== Document extract
Quarterback is where the most devy value movement is happening right now and it’s not close. This is the deepest position group currently available in the portal, with multiple players who can materially shift their devy outlook based on landing spot alone. With more quarterbacks still expected to enter, this group will continue to evolve, and it’s where managers need to be the most proactive rather than reactive.

Sam Leavitt | RS-SO | 6’2”, 195

  • Last Team: Arizona State

  • New Team: NA

Leavitt’s rise was a major part of Arizona State’s resurgence, helping push the program into national relevance and a College Football Playoff conversation. In his breakout 2024 season, he completed 61.7% of his passes for 2,885 yards and 24 touchdowns while throwing just six interceptions, adding over 500 rushing yards and five scores on the ground. That production earned him Big 12 Offensive Freshman of the Year and All-Big 12 Second Team honors.

From a pure college perspective, Leavitt was one of the best quarterbacks in the conference when healthy. He posted an 88.5 PFF grade in 2024, trailing only Shedeur Sanders among Big 12 QBs and his efficiency under pressure stood out. Across 2024 and 2025, Leavitt ranked in the top five in the conference in PFF passing grade under pressure, with a pressure-to-sack rate that bordered on elite. He’s decisive, willing to stand in, and can make throws when the structure breaks down.

The tools are there. Leavitt led the Big 12 in big-time throw rate in 2025 (6.9%), protects the football at a high level (turnover-worthy play rate just over 1% in 2024), and adds value as a runner. Even in an injury-shortened 2025 season, he averaged over seven yards per carry and remained efficient before a season-ending foot injury in Week 9. In seven games, he completed 60.7% of his passes for 1,628 yards with a 10-to-3 TD-to-INT ratio.

That said, this is where the devy conversation diverges from the college evaluation.

I’ve consistently been out on Leavitt as an NFL projection, and nothing from 2025 changed that stance. He’s a high-level college quarterback who thrives in rhythm and structure, but the translatable traits, arm elasticity, off-platform creativity, and ceiling don’t quite match the production. If he lands in a high-tempo, talent-rich environment, the college numbers will follow. A program like Oregon, LSU, or Miami would maximize his strengths and likely spike his surface-level value.
====
_Exercise aim_
Answer the following questions about the quarterback transfer profile above, one per line.
1. Which team did Sam Leavitt last play for?
2. What PFF grade did Leavitt post in 2024?
3. In which week of the 2025 season did Leavitt suffer his season-ending foot injury?
== Supplied entries
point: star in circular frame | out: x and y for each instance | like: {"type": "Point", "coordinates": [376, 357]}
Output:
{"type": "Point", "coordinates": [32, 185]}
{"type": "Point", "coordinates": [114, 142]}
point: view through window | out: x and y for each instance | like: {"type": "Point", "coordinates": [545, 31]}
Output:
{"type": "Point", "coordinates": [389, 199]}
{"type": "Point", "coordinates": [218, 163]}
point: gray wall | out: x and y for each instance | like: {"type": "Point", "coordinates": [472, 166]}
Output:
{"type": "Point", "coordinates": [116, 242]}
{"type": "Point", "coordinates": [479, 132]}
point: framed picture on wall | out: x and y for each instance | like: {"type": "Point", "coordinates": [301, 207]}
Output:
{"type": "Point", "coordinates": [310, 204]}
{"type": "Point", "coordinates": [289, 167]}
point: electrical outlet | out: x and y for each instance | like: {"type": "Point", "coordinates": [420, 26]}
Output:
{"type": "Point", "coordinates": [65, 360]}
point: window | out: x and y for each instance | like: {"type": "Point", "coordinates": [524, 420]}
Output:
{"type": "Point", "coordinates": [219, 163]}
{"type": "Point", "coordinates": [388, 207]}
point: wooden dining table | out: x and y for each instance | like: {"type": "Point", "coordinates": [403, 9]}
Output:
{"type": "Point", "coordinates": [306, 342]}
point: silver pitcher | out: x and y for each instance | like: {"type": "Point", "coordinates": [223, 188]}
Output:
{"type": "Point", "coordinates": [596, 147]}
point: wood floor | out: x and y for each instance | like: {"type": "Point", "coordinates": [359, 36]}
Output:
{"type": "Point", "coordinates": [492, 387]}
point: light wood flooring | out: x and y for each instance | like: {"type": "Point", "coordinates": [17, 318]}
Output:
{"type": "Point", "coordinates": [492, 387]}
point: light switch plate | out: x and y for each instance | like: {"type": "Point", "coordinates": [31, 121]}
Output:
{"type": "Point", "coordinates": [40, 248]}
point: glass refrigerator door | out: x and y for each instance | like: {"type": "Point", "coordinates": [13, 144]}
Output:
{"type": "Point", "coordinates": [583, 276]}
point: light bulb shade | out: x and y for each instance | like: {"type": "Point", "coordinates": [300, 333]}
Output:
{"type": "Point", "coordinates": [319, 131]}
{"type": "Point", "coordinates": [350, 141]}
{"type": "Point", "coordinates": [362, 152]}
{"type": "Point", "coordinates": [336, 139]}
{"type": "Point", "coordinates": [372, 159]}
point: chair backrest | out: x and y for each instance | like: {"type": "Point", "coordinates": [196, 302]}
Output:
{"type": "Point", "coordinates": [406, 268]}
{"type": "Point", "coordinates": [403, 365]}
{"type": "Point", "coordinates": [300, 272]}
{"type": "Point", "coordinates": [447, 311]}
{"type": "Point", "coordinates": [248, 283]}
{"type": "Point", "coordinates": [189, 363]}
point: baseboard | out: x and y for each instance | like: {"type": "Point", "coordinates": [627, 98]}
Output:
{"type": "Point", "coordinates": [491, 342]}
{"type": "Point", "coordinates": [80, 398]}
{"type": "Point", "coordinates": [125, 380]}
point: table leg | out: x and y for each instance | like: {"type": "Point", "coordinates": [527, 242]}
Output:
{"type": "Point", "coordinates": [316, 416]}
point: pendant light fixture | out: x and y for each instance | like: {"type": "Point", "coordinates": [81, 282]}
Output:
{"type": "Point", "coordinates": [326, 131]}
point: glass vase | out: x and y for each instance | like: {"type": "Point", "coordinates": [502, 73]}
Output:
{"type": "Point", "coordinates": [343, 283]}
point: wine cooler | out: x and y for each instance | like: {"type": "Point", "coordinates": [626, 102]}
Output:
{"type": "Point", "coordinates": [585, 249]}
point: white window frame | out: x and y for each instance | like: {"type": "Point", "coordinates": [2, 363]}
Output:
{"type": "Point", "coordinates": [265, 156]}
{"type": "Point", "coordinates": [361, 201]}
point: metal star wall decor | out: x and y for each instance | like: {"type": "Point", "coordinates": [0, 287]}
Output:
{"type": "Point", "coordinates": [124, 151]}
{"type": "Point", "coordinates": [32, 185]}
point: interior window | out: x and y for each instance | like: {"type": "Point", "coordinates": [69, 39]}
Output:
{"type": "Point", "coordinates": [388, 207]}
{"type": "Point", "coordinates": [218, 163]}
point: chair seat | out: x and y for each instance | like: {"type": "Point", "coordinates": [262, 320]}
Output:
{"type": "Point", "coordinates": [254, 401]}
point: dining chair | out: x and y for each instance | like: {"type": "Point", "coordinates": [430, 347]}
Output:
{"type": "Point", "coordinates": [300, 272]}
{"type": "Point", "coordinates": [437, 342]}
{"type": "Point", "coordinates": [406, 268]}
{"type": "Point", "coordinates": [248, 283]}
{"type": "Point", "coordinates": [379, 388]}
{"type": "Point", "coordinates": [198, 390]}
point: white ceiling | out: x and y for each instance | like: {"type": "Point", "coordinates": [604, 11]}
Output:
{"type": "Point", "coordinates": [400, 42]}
====
_Reply to the task_
1. Arizona State
2. 88.5
3. Week 9